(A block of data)
☆ ☆ ☆

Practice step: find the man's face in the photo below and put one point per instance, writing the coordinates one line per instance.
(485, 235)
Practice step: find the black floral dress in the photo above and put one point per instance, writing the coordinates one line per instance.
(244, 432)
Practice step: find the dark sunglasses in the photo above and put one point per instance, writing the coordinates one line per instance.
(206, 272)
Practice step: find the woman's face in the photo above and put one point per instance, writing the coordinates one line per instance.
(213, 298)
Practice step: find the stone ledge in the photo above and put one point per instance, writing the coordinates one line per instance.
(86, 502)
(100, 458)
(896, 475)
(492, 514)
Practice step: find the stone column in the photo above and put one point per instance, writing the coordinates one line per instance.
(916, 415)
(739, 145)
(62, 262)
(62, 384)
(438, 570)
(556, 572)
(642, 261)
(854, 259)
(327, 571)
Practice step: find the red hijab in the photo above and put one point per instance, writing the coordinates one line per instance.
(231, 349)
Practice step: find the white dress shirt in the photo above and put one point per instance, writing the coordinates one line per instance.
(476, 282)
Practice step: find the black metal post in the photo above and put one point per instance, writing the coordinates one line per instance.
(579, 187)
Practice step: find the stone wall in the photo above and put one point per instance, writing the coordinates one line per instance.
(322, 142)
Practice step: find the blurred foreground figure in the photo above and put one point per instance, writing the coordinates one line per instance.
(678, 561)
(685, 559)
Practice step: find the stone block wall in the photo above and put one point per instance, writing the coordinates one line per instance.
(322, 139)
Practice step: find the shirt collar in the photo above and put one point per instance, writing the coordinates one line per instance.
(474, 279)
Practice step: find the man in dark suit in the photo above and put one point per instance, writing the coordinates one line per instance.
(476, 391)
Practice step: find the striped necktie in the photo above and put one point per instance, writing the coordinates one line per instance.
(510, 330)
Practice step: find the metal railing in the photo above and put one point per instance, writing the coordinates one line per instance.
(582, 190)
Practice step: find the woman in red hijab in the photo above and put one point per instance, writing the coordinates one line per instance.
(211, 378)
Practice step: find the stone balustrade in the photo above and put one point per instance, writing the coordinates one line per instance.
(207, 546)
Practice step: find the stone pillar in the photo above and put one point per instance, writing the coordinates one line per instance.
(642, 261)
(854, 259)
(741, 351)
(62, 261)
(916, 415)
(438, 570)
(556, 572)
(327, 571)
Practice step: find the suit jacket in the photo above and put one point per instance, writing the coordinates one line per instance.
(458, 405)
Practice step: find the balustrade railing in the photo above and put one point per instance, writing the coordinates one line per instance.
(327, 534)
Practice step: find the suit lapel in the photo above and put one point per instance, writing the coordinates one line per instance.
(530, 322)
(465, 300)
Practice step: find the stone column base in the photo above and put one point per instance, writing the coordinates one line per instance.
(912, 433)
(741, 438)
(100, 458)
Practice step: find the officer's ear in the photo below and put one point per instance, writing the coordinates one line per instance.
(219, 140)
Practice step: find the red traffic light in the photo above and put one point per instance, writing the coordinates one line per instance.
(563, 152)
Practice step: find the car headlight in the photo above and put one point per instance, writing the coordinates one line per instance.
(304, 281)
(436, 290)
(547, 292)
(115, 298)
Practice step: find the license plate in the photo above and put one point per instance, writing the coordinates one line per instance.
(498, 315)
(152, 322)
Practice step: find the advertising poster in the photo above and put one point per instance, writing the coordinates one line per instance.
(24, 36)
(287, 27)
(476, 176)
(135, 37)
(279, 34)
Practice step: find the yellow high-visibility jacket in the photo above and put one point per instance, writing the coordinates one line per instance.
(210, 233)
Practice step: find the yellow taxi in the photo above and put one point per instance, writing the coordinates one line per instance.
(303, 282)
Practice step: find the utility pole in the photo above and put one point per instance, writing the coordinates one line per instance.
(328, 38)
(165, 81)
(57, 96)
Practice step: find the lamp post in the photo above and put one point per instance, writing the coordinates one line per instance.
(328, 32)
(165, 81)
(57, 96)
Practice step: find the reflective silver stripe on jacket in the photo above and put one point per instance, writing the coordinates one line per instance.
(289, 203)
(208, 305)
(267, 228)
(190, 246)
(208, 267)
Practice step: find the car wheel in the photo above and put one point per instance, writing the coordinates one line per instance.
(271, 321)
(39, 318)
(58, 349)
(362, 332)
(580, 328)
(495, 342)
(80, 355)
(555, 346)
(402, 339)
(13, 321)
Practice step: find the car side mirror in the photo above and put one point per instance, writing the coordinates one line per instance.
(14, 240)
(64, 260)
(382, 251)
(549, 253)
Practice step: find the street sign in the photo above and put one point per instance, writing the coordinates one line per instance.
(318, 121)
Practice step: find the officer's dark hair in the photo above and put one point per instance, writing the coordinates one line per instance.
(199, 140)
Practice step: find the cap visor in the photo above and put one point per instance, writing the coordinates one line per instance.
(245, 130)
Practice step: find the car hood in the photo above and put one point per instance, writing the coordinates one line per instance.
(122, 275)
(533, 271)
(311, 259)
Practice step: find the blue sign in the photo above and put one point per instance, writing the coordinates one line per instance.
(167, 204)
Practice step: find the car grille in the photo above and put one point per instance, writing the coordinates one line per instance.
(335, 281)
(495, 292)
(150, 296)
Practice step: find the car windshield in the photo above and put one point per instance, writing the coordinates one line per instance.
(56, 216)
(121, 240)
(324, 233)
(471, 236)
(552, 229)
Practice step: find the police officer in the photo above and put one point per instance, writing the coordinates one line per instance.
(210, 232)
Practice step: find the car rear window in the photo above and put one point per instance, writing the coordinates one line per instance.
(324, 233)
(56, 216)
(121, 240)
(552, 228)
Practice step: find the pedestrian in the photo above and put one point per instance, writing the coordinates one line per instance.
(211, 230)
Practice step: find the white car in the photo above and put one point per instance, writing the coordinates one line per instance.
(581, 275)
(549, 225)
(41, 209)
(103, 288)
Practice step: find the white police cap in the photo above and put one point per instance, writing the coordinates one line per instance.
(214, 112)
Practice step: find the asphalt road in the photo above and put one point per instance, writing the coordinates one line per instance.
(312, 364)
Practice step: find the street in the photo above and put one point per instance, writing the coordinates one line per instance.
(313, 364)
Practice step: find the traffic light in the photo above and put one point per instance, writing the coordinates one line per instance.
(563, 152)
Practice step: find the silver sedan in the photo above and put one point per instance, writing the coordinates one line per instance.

☆ ☆ ☆

#### TASK INSTRUCTIONS:
Can you write out the lines of the records above as a numbered list, starting at the line that contains "Practice step: find the street in" and running through the end of the records, with blank lines left out?

#### SOLUTION TO THE PROBLEM:
1. Practice step: find the street in the photo above and put one point per instance, writing the coordinates one line per instance.
2. (313, 364)
3. Practice step: find the traffic light in the photo above and put one point per instance, writing the coordinates one line per instance.
4. (563, 152)
5. Practice step: find the silver sedan in the photo above and put one point per instance, writing the coordinates one line per instance.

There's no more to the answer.